Segment Start: PROVIDED INFORMATION

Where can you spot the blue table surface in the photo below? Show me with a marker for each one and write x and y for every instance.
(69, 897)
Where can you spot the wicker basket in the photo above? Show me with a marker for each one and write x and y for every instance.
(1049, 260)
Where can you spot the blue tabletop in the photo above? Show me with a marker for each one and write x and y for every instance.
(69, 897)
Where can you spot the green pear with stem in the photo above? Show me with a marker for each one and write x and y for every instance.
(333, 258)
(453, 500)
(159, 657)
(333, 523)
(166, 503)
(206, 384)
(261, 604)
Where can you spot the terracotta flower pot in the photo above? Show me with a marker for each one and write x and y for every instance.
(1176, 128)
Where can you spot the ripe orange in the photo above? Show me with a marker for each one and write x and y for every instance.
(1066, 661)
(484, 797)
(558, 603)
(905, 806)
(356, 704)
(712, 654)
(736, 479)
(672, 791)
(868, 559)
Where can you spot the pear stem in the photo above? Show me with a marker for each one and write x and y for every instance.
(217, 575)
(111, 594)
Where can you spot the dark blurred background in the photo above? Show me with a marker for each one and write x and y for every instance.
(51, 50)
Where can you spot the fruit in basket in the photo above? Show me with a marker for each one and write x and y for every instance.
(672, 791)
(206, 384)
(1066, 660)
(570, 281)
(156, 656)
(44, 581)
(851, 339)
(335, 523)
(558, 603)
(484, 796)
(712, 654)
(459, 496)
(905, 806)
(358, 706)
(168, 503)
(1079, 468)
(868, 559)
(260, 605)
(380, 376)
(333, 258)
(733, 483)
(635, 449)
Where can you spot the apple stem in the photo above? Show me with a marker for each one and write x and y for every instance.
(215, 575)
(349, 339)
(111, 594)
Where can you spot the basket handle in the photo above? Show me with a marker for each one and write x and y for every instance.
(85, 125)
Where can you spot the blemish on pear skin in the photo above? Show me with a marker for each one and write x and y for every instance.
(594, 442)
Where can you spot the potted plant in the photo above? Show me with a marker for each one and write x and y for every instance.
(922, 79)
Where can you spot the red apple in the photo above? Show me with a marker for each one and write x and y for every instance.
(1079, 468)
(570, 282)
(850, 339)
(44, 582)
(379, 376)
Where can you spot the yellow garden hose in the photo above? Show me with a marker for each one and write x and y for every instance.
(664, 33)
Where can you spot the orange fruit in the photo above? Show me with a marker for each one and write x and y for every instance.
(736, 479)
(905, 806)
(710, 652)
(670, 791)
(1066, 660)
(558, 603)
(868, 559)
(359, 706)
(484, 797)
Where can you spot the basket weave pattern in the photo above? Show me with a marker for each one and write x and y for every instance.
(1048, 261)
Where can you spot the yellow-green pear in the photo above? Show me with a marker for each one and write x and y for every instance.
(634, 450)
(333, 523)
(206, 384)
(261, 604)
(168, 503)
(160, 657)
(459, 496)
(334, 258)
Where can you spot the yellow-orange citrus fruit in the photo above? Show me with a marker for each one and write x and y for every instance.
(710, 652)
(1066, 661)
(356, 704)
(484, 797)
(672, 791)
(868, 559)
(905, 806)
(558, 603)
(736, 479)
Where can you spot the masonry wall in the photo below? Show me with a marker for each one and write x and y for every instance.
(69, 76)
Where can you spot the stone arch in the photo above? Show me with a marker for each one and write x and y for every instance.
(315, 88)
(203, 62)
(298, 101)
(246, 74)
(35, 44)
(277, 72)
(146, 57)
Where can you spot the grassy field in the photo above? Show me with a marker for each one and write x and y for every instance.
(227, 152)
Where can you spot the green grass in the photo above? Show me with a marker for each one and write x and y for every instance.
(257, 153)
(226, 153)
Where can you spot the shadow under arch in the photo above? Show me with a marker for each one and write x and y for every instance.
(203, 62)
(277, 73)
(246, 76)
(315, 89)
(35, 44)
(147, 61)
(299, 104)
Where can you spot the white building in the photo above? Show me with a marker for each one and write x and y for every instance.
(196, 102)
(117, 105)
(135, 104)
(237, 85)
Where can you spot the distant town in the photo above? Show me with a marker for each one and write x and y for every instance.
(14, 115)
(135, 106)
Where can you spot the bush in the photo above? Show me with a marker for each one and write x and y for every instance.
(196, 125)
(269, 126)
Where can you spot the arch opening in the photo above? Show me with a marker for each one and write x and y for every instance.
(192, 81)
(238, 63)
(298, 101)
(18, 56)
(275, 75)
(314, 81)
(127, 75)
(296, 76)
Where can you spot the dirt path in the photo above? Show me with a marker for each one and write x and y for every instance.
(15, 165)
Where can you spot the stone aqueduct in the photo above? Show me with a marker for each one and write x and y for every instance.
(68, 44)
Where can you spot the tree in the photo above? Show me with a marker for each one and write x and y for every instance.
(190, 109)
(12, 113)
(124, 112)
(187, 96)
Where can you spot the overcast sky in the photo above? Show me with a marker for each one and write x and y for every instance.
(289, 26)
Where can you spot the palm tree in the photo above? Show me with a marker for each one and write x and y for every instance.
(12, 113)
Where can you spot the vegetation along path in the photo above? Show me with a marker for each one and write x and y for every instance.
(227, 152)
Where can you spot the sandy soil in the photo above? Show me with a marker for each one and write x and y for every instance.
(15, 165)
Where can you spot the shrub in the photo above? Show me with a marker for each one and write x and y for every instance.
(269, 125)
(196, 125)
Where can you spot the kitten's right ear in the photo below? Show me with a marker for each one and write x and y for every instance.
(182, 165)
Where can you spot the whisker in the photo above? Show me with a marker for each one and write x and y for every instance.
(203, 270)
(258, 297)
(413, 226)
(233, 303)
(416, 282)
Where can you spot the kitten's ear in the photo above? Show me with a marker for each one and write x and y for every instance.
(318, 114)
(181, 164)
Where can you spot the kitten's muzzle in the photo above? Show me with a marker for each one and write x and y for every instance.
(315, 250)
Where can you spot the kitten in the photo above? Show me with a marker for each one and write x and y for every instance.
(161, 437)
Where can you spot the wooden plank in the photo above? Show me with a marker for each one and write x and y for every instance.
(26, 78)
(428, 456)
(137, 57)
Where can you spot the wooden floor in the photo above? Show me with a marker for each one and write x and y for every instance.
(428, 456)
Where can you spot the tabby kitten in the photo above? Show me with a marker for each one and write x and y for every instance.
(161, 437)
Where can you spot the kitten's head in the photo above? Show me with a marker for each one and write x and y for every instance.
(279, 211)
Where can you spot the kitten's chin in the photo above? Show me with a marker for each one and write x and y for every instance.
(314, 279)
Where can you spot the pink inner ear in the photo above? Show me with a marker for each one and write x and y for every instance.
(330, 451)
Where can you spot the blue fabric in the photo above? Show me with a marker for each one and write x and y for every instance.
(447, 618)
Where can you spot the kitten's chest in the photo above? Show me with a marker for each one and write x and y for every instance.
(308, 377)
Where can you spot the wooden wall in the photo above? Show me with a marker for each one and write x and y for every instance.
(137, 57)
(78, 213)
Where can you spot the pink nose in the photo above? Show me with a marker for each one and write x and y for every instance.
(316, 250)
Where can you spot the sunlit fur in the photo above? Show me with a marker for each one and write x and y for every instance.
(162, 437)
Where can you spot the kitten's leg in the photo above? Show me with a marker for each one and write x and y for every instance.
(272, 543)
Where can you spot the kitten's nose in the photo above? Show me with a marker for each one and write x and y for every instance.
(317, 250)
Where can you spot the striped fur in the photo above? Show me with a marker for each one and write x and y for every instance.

Segment End: PROVIDED INFORMATION

-- WHAT TO WORK ON --
Your answer must be every record above, repeated exactly.

-- RESPONSE TO THE EXERCISE --
Where can you spot the blue table surface in the photo below? Show me with a marker for each one and write x and y for every instance.
(69, 897)
Where can you spot the wicker basket in the photo above? Show me with a marker for each one and write x and y for every instance.
(1049, 260)
Where can you spot the blue tabletop in the photo above? Show me with a marker for each one and write x and y for every instance.
(69, 897)
Where can you spot the green pear with stem in the photo above? Show me with a marker for each one and write x and y for every instance.
(333, 258)
(453, 500)
(159, 657)
(333, 523)
(166, 503)
(206, 384)
(261, 604)
Where can you spot the terracotta flower pot in the photo above? Show me with a marker for each one and write x and y for every instance.
(1176, 128)
Where can you spot the ripe orange in the photo above? Show me with a marker for each one and write x and y for every instance.
(1066, 661)
(484, 797)
(558, 603)
(905, 806)
(356, 704)
(712, 654)
(736, 479)
(672, 791)
(868, 559)
Where can you spot the pear stem in the photo above? Show me with a marker for each one and write x and y for every instance.
(217, 575)
(111, 594)
Where can you spot the dark blurred background in the photo above? Show me with a marker for each one and write x and y for every instance.
(51, 50)
Where can you spot the fruit in basket in the photo above? Show me with a marker for each one and write x and y for every instance.
(672, 791)
(206, 384)
(1066, 660)
(570, 281)
(156, 656)
(44, 581)
(851, 339)
(335, 523)
(558, 603)
(484, 796)
(712, 654)
(459, 496)
(905, 806)
(358, 706)
(168, 503)
(1079, 468)
(868, 559)
(260, 605)
(380, 376)
(333, 258)
(733, 483)
(635, 449)
Where can you spot the apple stem in the photo above? Show me with a marker for each one and write x and y for every instance.
(215, 575)
(349, 339)
(111, 594)
Where can you spot the basket handle in the photo above? Show me with a marker for each one and write x and y for every instance.
(85, 125)
Where can you spot the blemish on pear skin in the photo above? Show me with a marker for each one and write x and y for every instance.
(594, 442)
Where can you spot the potted plant in the photo above? Show me with a marker for each one and write x and y for every instance.
(922, 79)
Where can you spot the red apple in the photo above? Show me with a marker for each one and write x and y for every instance.
(1079, 468)
(570, 282)
(850, 339)
(44, 582)
(379, 376)
Where can you spot the yellow garden hose in the photo above? Show me with a marker for each one and write x and y for every instance.
(664, 33)
Where can you spot the orange fruit in the photo above? Show me with a marker for each one and write x and y for every instance.
(736, 479)
(905, 806)
(710, 652)
(670, 791)
(1066, 660)
(558, 603)
(868, 559)
(359, 706)
(484, 797)
Where can you spot the basket weave pattern in the photo above? Show me with a marker for each one and write x and y for every instance.
(1048, 261)
Where can you spot the yellow-green pear in the photo above? Show me with a marker for each one and write x and y for every instance.
(634, 450)
(333, 523)
(206, 384)
(261, 604)
(168, 503)
(160, 657)
(459, 496)
(334, 258)
Where can you spot the yellow-orange citrus fruit in the photo above? Show me with a marker for each one and write x and y for every instance.
(710, 652)
(1066, 661)
(356, 704)
(484, 797)
(672, 791)
(868, 559)
(905, 806)
(558, 603)
(736, 479)
Where can you spot the masonry wall in the photo below? Show me with a marker for each one and write x and y for every instance.
(69, 76)
Where can you spot the stone arch in the photo above? Show me with a marker for each one and write x and y for every instance.
(315, 88)
(203, 62)
(298, 101)
(246, 74)
(35, 44)
(277, 72)
(146, 57)
Where can you spot the grassy field in the photo above? Show me with a marker for each one and write x and y for every instance.
(227, 152)
Where can you spot the green grass in the photo above? Show me with a marker for each one and write x and y for every instance.
(257, 153)
(226, 153)
Where can you spot the shadow under arch in the photo above? Show me with a marker for each one and write x and y for every instance.
(203, 62)
(277, 73)
(246, 76)
(315, 89)
(35, 44)
(147, 61)
(299, 104)
Where can you spot the white building in the photo above? Show me with a marker for each one and write x and y for every instance.
(196, 102)
(117, 105)
(135, 104)
(237, 85)
Where can you spot the distant town in the photo above? Show me with a marker for each one and write x and y for every instance.
(14, 115)
(135, 106)
Where can you spot the bush in the photo above? Show me with a marker for each one and write x and y for every instance.
(196, 125)
(269, 126)
Where can you spot the arch opening in the photo above? Show me with a marker for each one and write x and y for every instance.
(192, 81)
(238, 63)
(298, 101)
(18, 56)
(275, 75)
(314, 81)
(127, 75)
(296, 76)
Where can you spot the dirt path in the photo above? Show me with a marker for each one and write x and y for every instance.
(15, 165)
Where can you spot the stone aqueduct in the photo above? Show me with a marker for each one and write x and y for every instance.
(68, 44)
Where can you spot the tree in the photo above? Show me with a marker for each one and write x and y for every instance.
(190, 109)
(12, 113)
(124, 112)
(187, 96)
Where can you spot the overcast sky in the photo above? Show me with a marker for each one and write x and y for every instance.
(289, 26)
Where can you spot the palm tree in the photo above? Show me with a marker for each one and write x and y for every instance.
(12, 113)
Where can you spot the vegetation along path in the photo above? Show me with a marker for each one and write x and y for every instance.
(227, 152)
Where can you spot the sandy soil in the photo above? Show me with a marker for each one and write x and y for every instance.
(15, 165)
Where can you spot the shrub in the photo above? Show me with a marker for each one and write x and y for every instance.
(269, 125)
(196, 125)
Where can you spot the kitten's right ear in the photo below? Show me with a marker for each one and write x and y for every instance.
(182, 165)
Where can you spot the whisker in the photo above? Show me with a marker for each one and write x and y for every instance.
(203, 270)
(258, 297)
(413, 226)
(233, 303)
(416, 282)
Where can you spot the kitten's ear in the photo above? Show me with a marker for each one and write x and y for every instance.
(318, 114)
(181, 164)
Where can you spot the kitten's muzzle in the photo above? Show me with a marker for each one and write x and y for every instance.
(315, 250)
Where can you spot the kitten in the photo above? Show me with a marker for each one and write x and y for every instance.
(161, 437)
Where can you spot the wooden plank in the photo above? Show me with a marker for each one and write x and y for every instance.
(26, 78)
(428, 456)
(137, 57)
Where can you spot the wooden floor in the photo above? Show me with a marker for each one and write x and y for every instance.
(428, 456)
Where can you spot the tabby kitten in the photo above? Show me with a marker for each one and write x and y for every instance.
(161, 437)
Where can you spot the kitten's head in the photo above? Show me with a marker for each one and write x and y for every instance.
(279, 211)
Where can you spot the kitten's chin in the photo above? Show me with a marker for each one and write x and y for every instance.
(314, 279)
Where can you spot the pink inner ear in the photo above? Show me with a marker for each one and write x and y for every instance.
(330, 451)
Where can you spot the blue fabric in the photo above? Show me with a marker for each one and write x and y for every instance.
(447, 618)
Where can you spot the kitten's chest in the photo above? Show me with a marker for each one and write x and y for every instance.
(308, 377)
Where can you spot the wooden wall in the photo above? Show me with a marker for each one and write x and y for every instance.
(137, 57)
(78, 213)
Where can you spot the pink nose in the photo above? Show me with a marker for each one and write x and y for every instance.
(316, 250)
Where can you spot the sunlit fur in the photo above? Show me with a marker for each one and write x and y for every instance.
(162, 437)
Where can you spot the kitten's leg in the photo above? Show me with a marker for each one and write x and y for every instance.
(272, 543)
Where can you spot the kitten's nose in the photo above? Show me with a marker for each one and write x and y for every instance.
(317, 250)
Where can you spot the striped fur in the photo above? Show me with a marker for each one and write x and y for every instance.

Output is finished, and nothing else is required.